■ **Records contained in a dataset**
******

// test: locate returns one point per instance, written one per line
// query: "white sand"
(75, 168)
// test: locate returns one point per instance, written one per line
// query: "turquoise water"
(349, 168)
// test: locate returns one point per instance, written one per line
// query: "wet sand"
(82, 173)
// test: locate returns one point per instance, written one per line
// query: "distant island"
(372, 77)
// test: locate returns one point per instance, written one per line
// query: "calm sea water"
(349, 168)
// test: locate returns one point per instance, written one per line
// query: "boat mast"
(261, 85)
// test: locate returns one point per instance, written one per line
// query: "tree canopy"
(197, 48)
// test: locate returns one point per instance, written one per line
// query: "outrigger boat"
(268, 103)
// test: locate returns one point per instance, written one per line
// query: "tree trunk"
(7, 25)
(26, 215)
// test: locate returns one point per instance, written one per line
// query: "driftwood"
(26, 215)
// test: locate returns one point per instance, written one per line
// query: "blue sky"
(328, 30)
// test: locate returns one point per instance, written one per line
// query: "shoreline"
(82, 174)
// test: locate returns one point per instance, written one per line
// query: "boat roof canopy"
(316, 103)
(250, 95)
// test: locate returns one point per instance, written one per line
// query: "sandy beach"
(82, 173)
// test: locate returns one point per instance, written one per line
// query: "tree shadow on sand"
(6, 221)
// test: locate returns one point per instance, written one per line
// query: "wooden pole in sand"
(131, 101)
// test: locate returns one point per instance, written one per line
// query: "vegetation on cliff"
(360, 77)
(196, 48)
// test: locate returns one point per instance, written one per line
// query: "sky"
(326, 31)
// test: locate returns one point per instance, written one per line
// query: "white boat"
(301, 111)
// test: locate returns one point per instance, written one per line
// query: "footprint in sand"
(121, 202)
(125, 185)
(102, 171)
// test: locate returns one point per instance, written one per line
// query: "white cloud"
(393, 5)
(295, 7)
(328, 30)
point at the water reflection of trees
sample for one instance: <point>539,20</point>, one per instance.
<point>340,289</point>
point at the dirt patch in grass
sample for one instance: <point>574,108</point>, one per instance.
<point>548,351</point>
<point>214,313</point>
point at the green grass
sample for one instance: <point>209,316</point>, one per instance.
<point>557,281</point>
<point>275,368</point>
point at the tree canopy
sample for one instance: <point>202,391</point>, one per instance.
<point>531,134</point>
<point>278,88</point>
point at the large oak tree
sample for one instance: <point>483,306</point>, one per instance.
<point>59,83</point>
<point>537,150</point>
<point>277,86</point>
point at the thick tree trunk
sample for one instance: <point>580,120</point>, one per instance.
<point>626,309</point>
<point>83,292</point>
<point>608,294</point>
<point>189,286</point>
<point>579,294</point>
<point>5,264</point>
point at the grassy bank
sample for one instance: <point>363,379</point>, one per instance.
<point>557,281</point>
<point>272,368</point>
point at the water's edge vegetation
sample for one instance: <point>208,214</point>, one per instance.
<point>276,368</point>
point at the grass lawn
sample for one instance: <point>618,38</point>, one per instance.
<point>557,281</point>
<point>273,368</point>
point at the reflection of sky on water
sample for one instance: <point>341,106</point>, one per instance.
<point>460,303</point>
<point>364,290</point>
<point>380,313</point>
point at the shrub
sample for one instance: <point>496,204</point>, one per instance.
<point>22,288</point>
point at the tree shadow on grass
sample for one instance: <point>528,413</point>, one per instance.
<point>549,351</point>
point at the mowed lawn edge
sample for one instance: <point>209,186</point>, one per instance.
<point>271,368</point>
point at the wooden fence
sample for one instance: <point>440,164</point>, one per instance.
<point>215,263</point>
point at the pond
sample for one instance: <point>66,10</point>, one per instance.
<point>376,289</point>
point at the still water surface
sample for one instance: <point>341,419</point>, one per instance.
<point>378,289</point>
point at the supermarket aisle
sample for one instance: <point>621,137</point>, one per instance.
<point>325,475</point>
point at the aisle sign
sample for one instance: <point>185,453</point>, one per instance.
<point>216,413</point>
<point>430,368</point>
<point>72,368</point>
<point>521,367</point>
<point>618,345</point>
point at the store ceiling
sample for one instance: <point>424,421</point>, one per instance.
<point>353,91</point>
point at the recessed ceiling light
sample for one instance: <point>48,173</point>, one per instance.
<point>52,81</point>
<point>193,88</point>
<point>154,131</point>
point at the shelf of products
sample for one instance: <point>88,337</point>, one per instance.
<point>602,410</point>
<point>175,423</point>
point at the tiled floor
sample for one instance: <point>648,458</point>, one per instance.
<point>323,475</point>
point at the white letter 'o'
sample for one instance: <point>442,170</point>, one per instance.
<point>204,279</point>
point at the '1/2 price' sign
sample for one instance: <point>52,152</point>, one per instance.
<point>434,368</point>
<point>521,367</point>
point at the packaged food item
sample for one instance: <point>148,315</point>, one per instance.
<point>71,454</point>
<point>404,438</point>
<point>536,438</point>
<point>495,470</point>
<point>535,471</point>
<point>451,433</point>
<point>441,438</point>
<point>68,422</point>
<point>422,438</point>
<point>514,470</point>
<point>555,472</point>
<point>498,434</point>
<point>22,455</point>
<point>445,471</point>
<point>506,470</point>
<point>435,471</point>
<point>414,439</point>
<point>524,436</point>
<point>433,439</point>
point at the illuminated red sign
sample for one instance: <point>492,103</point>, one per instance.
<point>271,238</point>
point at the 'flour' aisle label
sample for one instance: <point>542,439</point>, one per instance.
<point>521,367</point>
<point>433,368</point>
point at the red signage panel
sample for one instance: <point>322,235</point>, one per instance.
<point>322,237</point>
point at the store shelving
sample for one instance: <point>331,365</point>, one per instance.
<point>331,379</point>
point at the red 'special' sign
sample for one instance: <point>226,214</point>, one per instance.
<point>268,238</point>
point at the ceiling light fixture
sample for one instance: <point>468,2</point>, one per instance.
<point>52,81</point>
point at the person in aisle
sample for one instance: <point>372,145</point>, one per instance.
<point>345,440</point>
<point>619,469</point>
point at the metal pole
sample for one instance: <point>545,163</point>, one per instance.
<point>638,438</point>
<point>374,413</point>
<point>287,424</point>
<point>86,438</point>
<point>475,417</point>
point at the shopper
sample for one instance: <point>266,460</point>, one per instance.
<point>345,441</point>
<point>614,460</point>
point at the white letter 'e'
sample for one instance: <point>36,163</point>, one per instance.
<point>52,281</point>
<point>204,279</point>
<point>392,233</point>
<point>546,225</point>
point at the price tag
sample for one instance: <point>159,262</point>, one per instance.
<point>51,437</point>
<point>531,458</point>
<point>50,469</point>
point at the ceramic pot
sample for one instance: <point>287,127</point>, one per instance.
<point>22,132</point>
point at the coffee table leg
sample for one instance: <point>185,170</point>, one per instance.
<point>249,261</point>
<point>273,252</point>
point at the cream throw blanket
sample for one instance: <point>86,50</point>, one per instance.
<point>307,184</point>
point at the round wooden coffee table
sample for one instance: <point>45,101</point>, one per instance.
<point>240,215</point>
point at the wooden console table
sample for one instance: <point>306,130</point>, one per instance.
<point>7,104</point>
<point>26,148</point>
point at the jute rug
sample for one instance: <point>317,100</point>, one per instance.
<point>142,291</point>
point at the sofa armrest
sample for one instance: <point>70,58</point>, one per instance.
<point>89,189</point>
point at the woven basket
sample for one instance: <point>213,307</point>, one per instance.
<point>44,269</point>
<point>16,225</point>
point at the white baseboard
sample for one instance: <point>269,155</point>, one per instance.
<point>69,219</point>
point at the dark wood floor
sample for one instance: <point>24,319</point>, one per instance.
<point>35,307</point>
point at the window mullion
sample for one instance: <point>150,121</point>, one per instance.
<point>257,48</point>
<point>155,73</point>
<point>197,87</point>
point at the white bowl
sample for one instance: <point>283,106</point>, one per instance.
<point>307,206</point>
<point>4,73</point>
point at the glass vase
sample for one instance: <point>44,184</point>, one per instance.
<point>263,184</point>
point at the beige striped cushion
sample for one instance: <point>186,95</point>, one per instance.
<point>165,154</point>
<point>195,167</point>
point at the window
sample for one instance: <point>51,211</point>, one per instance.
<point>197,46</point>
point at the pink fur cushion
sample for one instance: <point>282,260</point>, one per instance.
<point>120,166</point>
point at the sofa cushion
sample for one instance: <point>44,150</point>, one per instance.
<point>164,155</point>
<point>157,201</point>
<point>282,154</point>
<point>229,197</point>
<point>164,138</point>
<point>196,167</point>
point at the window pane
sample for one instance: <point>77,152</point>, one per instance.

******

Would you output, from the records above, exactly the run of lines that starts at the line containing "sample for one instance: <point>580,120</point>, one" and ends at the line containing "point at the grassy bank", and only that run?

sample for one instance: <point>580,120</point>, one per instance.
<point>626,309</point>
<point>83,292</point>
<point>608,294</point>
<point>189,286</point>
<point>579,294</point>
<point>5,264</point>
point at the grassy bank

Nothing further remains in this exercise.